### Stated goal
Can you turn the records below into a numbered list and drop any blank lines?
====== Working data
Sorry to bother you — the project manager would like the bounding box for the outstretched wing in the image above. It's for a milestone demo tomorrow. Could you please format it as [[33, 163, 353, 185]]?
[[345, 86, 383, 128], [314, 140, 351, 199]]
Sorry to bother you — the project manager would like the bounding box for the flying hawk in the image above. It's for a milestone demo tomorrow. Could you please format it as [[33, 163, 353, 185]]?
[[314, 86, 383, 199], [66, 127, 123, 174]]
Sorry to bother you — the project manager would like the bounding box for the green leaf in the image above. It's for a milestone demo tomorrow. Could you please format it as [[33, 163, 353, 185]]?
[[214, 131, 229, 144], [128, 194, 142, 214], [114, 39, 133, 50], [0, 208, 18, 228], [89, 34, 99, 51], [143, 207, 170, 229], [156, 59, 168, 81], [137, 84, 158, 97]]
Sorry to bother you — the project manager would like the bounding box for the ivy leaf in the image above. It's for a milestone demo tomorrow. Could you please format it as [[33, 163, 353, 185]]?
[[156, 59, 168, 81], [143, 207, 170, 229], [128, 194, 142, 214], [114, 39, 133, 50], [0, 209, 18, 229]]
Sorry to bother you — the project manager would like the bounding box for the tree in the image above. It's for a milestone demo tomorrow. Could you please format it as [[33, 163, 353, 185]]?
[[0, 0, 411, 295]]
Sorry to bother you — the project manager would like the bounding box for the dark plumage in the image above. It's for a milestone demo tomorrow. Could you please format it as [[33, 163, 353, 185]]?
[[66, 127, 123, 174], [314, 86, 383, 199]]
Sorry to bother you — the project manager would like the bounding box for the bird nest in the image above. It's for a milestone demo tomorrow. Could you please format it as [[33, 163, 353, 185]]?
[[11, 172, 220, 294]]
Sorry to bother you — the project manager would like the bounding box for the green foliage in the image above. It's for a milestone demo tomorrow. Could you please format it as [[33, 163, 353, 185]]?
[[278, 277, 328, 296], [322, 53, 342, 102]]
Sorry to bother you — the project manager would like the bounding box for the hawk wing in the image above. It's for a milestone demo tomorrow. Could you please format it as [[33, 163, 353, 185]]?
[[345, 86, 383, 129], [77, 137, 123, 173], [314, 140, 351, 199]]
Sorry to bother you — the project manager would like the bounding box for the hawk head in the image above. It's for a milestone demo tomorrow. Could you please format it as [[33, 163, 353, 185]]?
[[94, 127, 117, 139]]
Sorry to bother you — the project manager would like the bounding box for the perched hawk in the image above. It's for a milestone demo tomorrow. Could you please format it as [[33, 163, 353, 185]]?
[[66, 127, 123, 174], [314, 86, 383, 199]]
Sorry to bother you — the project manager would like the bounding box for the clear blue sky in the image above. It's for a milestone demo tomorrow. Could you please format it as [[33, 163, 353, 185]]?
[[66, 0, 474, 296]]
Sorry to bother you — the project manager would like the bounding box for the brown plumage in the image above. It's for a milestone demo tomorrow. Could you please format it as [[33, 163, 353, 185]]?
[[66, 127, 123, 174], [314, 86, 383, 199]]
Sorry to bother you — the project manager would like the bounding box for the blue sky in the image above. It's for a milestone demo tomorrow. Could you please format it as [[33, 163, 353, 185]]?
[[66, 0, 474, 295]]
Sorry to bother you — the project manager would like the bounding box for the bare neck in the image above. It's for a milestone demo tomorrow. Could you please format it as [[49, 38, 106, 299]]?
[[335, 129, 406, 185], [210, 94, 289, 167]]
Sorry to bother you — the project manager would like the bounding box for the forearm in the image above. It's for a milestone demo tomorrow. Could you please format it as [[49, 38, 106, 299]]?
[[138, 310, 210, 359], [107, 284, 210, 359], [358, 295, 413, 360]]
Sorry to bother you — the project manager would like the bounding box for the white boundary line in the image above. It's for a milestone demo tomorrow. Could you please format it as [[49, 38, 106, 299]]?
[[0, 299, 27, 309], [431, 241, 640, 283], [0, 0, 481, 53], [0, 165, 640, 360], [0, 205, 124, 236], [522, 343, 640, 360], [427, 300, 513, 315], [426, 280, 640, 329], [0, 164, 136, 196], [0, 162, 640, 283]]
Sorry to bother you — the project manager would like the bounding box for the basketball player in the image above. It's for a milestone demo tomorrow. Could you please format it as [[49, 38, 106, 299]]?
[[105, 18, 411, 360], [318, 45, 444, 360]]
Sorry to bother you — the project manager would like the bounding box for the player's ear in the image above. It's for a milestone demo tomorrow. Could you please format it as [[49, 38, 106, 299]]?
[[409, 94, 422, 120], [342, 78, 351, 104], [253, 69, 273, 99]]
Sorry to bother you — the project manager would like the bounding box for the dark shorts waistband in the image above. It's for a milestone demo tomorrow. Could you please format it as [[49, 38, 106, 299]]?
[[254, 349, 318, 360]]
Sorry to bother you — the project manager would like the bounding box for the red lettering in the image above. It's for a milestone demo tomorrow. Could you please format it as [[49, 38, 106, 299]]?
============
### Answer for this exercise
1. Sorry to bother you — the project manager would like the bounding box for the outstretched wing in the image above. It's for a milestone demo tomorrow. Could you please format it as [[33, 163, 353, 185]]?
2. [[345, 86, 383, 128], [314, 140, 351, 199]]
3. Sorry to bother you — the project manager would like the bounding box for the flying hawk in the image above. It's for a milestone demo tomorrow. Could you please format it as [[33, 163, 353, 185]]?
4. [[314, 86, 383, 199], [66, 127, 123, 174]]
5. Sorry to bother you — the project manager would like the bounding box for the green leaf in the image above. It's for a milestone demo tomorrow. Could you please format it as [[33, 163, 353, 185]]?
6. [[214, 131, 229, 144], [128, 194, 142, 214], [114, 39, 133, 50], [0, 208, 18, 228], [89, 34, 99, 51], [143, 207, 170, 229], [156, 59, 168, 81], [137, 84, 158, 97]]
7. Sorry to bother you — the project manager would like the bounding box for the ivy leaf in the image above. It's for a milestone demo tomorrow. Could you please format it as [[33, 163, 353, 185]]?
8. [[156, 59, 168, 81], [143, 207, 170, 229], [128, 194, 142, 214], [114, 39, 133, 50], [0, 209, 18, 229]]
9. Sorry to bother you — the project manager would like the bounding box for the tree in the image above. It's for a milestone demo tomorrow. Could you please format it as [[33, 163, 353, 185]]?
10. [[0, 0, 411, 295]]
11. Sorry to bother you — the project manager would like the bounding box for the dark plumage in the image above. It's for a milestone demo tomorrow. Could you please format it as [[33, 163, 353, 185]]?
12. [[66, 127, 123, 174], [314, 86, 383, 199]]
13. Sorry to bother you — the project manager would like the bounding box for the bird nest in the image above. It's for a milestone demo tomorrow. Could you please format it as [[33, 163, 353, 185]]?
14. [[11, 172, 220, 294]]
15. Sorry to bother you — the project manager would like the bounding box for the green foliage in the image above. It's for a milestone demo tomorrow. Could you please format it as [[33, 163, 353, 185]]?
16. [[278, 277, 328, 296], [322, 53, 342, 102]]
17. Sorry to bother you — the project manager would like the bounding box for the hawk wing in the image above. It's for a milestone demo tomorrow. Could you please format it as [[33, 163, 353, 185]]?
18. [[345, 86, 383, 129], [77, 137, 123, 173], [314, 140, 351, 199]]
19. Sorry to bother you — the project manager would like the bounding box for the hawk head in the image above. It's for a milestone demo tomorrow. Could you please format it as [[33, 163, 353, 185]]?
20. [[94, 127, 117, 139]]
21. Sorry to bother you — the project manager would like the bounding box for the perched hawk in the image above. It's for a milestone demo tomorrow. Could you please format it as [[33, 163, 353, 185]]?
22. [[66, 127, 123, 174], [314, 86, 383, 199]]
23. Sorry to bother you — the project manager would like the bounding box for the clear blue sky in the image above. It's for a milestone demo tomorrow. Could you please format it as [[33, 163, 353, 185]]?
24. [[66, 0, 474, 296]]
25. Sorry to bother you — the project manager would like the bounding box for the brown plumage in the image above. It's for a milestone demo tomorrow. Could you please format it as [[33, 163, 353, 185]]?
26. [[66, 127, 123, 174], [314, 86, 383, 199]]
27. Sorry to bother you — the project manager would like the bounding box for the blue sky in the image above. It's for a milestone demo tomorrow. Could you please format it as [[33, 163, 353, 185]]?
28. [[66, 0, 474, 295]]
29. Sorry to bother you — the project manager would like the bounding box for the bare neck in the image above. It's for a milestone demo tomorrow. Could you please format it as [[49, 38, 106, 299]]?
30. [[335, 129, 406, 185], [210, 94, 289, 167]]
31. Sorry to bother you — the project manager would like the bounding box for the forearm in the image above. It's for a milestone demo tomorrow. Could you please format it as [[49, 38, 106, 299]]?
32. [[138, 310, 210, 359], [107, 284, 210, 359], [358, 295, 413, 360]]
33. Sorry to bother you — the project manager would like the bounding box for the white boundary line in the image above. It's for a milestone demo tomorrow. Could you please format it as [[49, 38, 106, 299]]?
34. [[0, 299, 27, 309], [431, 241, 640, 283], [0, 0, 481, 53], [0, 165, 640, 360], [0, 205, 124, 236], [522, 343, 640, 360], [427, 300, 513, 315], [426, 280, 640, 329], [0, 164, 136, 196], [0, 162, 640, 283]]
35. Sorry to bother you — the project manager would like the bounding box for the basketball player in the image above. It's for a milestone demo tomorrow. Could you please format it as [[49, 38, 106, 299]]?
36. [[105, 18, 411, 360], [318, 45, 444, 360]]
37. Sorry to bother you — the project manager would like the bounding box for the player's ear in the image above. It's for a milestone demo tomorrow. Could you please format it as [[49, 38, 106, 299]]?
38. [[409, 94, 422, 120], [342, 78, 351, 104], [253, 69, 273, 99]]
39. Sorry to bother you — the project manager would like the bounding box for the dark shorts waistband in the image above. It's for a milestone demo tomorrow. Could you please format it as [[49, 38, 106, 299]]?
40. [[254, 349, 318, 360]]
41. Sorry to bother you — the project manager would like the bounding box for the red lettering in the image above. It's for a milestone demo tomorrow. Could you please format it as [[49, 38, 106, 299]]?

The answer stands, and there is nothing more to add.